• [Saved entries]:
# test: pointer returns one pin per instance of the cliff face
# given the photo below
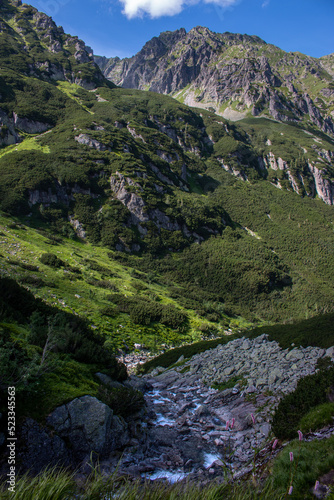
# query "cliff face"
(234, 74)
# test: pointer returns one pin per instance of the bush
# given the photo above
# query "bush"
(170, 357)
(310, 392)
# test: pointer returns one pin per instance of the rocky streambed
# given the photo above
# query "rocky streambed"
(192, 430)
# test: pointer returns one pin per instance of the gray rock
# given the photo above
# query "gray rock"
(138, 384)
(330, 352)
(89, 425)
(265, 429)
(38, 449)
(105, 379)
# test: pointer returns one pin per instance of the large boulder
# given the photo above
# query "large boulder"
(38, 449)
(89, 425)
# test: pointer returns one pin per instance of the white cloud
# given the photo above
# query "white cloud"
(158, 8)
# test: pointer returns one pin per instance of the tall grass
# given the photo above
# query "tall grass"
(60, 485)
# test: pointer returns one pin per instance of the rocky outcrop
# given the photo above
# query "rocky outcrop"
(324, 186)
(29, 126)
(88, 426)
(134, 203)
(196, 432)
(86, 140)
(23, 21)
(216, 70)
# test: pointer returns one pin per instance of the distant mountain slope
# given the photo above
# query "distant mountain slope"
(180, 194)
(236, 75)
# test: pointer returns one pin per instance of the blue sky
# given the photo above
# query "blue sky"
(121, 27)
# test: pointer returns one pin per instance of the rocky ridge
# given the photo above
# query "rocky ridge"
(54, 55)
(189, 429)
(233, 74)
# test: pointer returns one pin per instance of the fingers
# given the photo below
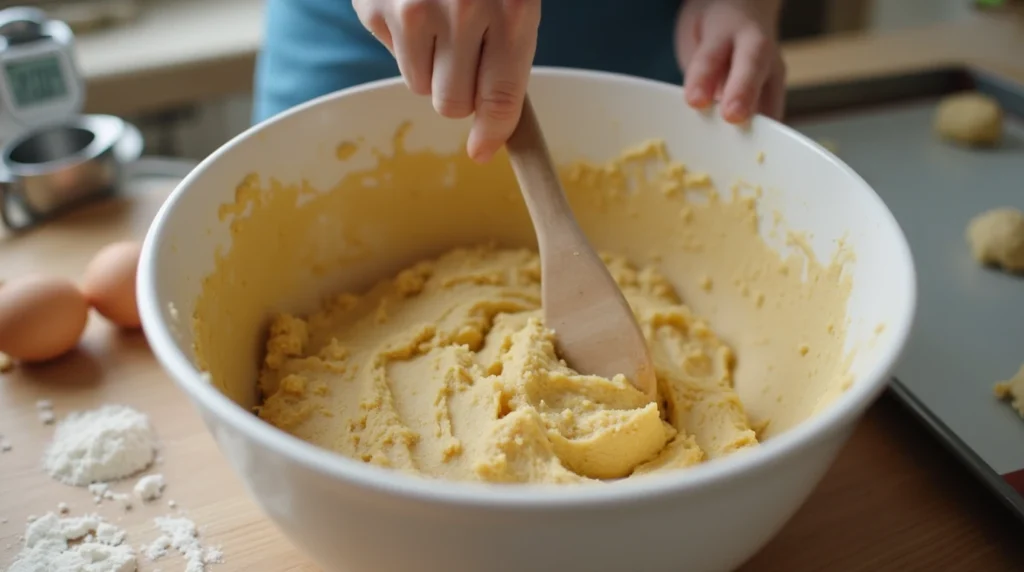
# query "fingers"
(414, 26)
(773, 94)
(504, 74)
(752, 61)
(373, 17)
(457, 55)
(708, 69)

• [EXERCISE REQUIREMENTS]: Your reply should be the full data above, copied exactly, with no pictures in it.

• [SOLVED EXERCISE]:
# test: pointer returns one pin per instance of the cliff face
# given the photo below
# query "cliff face"
(234, 74)
# test: pointer returns one pin per instance of the bush
# given the photo above
# query "bush"
(170, 357)
(310, 392)
# test: pointer returns one pin per instance of the rocky streambed
# given the photo above
# query "rocky streambed"
(192, 430)
# test: pointer returns one pin per instance of the gray rock
# given the photo above
# query "gray rock"
(138, 384)
(330, 352)
(89, 425)
(265, 429)
(38, 449)
(105, 379)
# test: pointer returns one pin per instance of the large boulder
# given the photo above
# query "large boulder"
(38, 449)
(89, 425)
# test: pointer returns one pin per instance of the white cloud
# given the photo above
# query "white cloud"
(158, 8)
# test: pointer returns one pin per instance of the tall grass
# given the photo above
# query "tall grass"
(60, 485)
# test: pointer returns one pin per instance of the rocky outcrop
# given the photo above
# query "rocky outcrop"
(324, 186)
(29, 126)
(88, 426)
(134, 203)
(196, 432)
(86, 140)
(23, 21)
(216, 70)
# test: pointer returns one pin per instance of the distant mountain slope
# given the photo above
# query "distant mountain slope"
(180, 194)
(236, 75)
# test: pointer returns one pin per instance of the blue sky
# given the photo above
# query "blue sky"
(121, 27)
# test: pointer returns one pin per instance of the rocky ridge
# given the photo above
# query "rocky ridge"
(54, 55)
(189, 429)
(233, 74)
# test: pointer returns one pin per instance of the fingers
# given the photo below
# query "fingers"
(414, 26)
(773, 94)
(504, 74)
(752, 61)
(373, 17)
(457, 55)
(708, 69)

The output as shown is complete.